**TEXTO BASE**
══════

Todo dia, as pessoas saem de suas camas sem saber como a jornada terminará. Nem Davi levanta-se vitorioso, nem Golias derrotado. E nem lhes é dada a opção de escolher entre ser este ou aquele. Cada um só tem a opção de ser o que é e trabalhar com aquilo que tem. Isso vale para tudo na vida e é claro que vale também para o Jornalismo.
Por José Carlos Fineis
O confronto entre Davi e Golias é narrado com detalhes no primeiro livro de Samuel, um dos chamados livros históricos do Antigo Testamento, que abrange, conforme estudiosos, fatos ocorridos no período de 1.100 a 1.000 antes de Cristo. Há mais de três mil anos, portanto, a história do pastor hebreu que abateu o gigante filisteu, uma das mais conhecidas da Bíblia, capturou a imaginação de pessoas simples, escritores e filósofos, e tem sido invocada como comprovação do poder de Deus – seu sentido original bíblico – ou, de forma mais abrangente, como exemplo de que tamanho nem sempre é documento: a liberdade de movimentos, a agilidade e a ousadia, combinadas, podem derrubar o maior e mais forte.
Tomo a história emprestada para propor um outro tipo de reflexão, que talvez não caiba num blog sobre Comunicação – ou talvez caiba, se estendermos a analogia bíblica para os muitos dilemas enfrentados atualmente pelo jornalismo, não só em termos de plataformas e de financiamento, mas, principalmente, em termos de compreensão da função social da informação e dos princípios elementares que devem reger essa atividade*.
De toda forma, o enfoque não é esse. O que quero propor é que o leitor se imagine como alguém que pudesse escolher entre ser Davi ou ser Golias, e responda quem preferiria ser. Não tenho dúvida de que, se essa pergunta for feita para um milhão de pessoas – desde que, obviamente, conheçam a história bíblica e seu desfecho –, todas, sem exceção, responderão que preferem ser Davi. Afinal, foi ele o vencedor.

══════

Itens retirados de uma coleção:
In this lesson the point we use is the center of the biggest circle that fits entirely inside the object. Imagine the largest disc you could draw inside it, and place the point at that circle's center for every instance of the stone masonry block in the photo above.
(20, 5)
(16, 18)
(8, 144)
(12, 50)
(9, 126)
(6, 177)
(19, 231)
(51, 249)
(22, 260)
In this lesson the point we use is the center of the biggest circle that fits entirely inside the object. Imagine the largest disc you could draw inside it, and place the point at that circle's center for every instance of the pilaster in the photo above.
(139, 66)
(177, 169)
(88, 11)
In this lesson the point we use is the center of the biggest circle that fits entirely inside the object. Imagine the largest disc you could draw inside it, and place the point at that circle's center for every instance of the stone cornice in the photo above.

══════

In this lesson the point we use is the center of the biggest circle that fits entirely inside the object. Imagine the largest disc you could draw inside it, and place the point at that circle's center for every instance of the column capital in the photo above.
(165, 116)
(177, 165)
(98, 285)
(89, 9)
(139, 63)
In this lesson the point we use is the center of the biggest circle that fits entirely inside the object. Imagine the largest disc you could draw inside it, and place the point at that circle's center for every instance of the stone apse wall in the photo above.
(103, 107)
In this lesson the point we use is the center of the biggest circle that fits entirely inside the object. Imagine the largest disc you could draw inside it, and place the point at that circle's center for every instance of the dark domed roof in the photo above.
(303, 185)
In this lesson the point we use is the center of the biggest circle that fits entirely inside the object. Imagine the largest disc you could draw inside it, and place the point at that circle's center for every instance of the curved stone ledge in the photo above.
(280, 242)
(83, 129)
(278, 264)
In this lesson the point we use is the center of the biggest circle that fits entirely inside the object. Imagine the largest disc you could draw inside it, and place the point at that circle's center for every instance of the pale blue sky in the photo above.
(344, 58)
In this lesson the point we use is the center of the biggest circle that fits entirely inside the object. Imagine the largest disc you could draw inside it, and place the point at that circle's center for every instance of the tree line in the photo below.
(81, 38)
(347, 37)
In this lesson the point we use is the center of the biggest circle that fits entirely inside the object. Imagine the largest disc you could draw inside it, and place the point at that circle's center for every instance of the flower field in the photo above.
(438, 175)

══════

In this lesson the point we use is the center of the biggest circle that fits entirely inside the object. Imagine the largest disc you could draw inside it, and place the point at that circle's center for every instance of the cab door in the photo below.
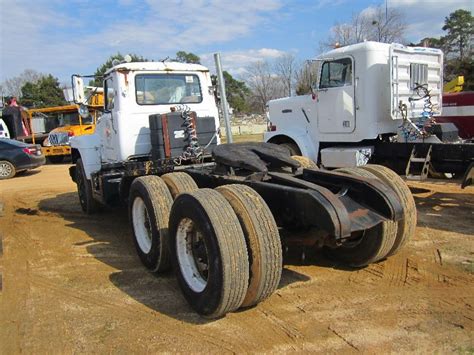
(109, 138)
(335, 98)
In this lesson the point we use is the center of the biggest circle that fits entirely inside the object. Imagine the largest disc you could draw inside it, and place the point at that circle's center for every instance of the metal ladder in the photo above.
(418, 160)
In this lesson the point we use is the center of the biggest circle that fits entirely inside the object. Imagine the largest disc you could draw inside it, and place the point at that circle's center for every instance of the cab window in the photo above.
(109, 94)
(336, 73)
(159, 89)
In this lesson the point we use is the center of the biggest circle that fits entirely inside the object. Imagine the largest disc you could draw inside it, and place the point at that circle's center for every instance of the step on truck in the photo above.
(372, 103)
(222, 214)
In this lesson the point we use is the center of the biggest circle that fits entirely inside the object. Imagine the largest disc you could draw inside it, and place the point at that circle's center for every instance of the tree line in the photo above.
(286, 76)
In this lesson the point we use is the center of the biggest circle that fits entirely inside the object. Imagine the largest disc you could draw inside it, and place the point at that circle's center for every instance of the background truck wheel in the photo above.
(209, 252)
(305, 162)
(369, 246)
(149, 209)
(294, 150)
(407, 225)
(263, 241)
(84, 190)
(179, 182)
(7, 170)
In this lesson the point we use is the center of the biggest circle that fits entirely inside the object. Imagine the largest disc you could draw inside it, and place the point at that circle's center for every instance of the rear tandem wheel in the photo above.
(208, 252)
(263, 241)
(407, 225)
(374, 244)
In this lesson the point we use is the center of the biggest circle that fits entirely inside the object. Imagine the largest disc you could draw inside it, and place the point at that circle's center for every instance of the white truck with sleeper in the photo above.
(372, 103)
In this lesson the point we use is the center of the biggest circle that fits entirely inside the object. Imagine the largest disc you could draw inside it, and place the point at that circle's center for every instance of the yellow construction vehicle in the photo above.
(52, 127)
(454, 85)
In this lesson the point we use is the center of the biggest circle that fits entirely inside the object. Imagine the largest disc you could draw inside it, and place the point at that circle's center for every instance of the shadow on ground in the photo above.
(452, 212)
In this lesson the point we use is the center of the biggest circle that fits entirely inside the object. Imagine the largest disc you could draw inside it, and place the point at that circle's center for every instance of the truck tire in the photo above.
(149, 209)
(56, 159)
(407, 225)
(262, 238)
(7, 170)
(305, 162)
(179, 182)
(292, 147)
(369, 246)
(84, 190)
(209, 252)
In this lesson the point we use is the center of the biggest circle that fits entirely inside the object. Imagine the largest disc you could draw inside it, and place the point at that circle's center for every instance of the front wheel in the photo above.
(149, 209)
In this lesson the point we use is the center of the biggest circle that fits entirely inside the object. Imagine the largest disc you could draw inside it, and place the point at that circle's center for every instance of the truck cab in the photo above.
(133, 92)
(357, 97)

══════

**EXERCÍCIOS PROPOSTOS**
(a) Responda com base no texto sobre Davi e Golias:
(i) Em que livro da Bíblia o confronto entre Davi e Golias é narrado?
(ii) A que período, segundo estudiosos, correspondem os fatos abrangidos por esse livro?
(iii) O que o autor afirma que todas as pessoas responderiam se a pergunta fosse feita a um milhão delas?
(b) Prossiga com o texto sobre Davi e Golias, começando logo após a última frase apresentada.

**LISTA DE RESPOSTAS**
(a)
(i) No primeiro livro de Samuel.
(ii) De 1.100 a 1.000 antes de Cristo.
(iii) Que preferem ser Davi.

(b)
Mas vamos tentar uma reflexão mais ousada. Suponha que Davi e Golias nunca se enfrentaram. Suponha que você está diante de dois guerreiros e que precisa apostar tudo o que tem na escolha de um vencedor. Suponha que o guerreiro de um dos exércitos seja um pastor de ovelhas, sem experiência em campos de batalha, munido apenas de uma atiradeira e cinco pedras lisas retiradas de um riacho, e que o combatente do outro exército seja descrito desta maneira: “Tinha dois metros e noventa centímetros de altura. Usava um capacete de bronze e vestia uma couraça de escamas de bronze que pesava sessenta quilos; nas pernas usava caneleiras de bronze e tinha um dardo de bronze pendurado nas costas. A haste de sua lança era parecida com uma lançadeira de tecelão, e sua ponta de ferro pesava sete quilos e duzentos gramas.”
Esqueça o contexto bíblico. Esqueça quem eles são. Em qual dos dois você apostaria? Certamente, não no mais fraco, inexperiente e desprotegido. Se retirarmos os nomes dos personagens e os analisarmos apenas por sua aparência, força física e armamentos, estou certo de que toda pessoa, sem exceção, afirmaria acreditar que o maior, mais forte e mais bem armado teria mais chances de vencer.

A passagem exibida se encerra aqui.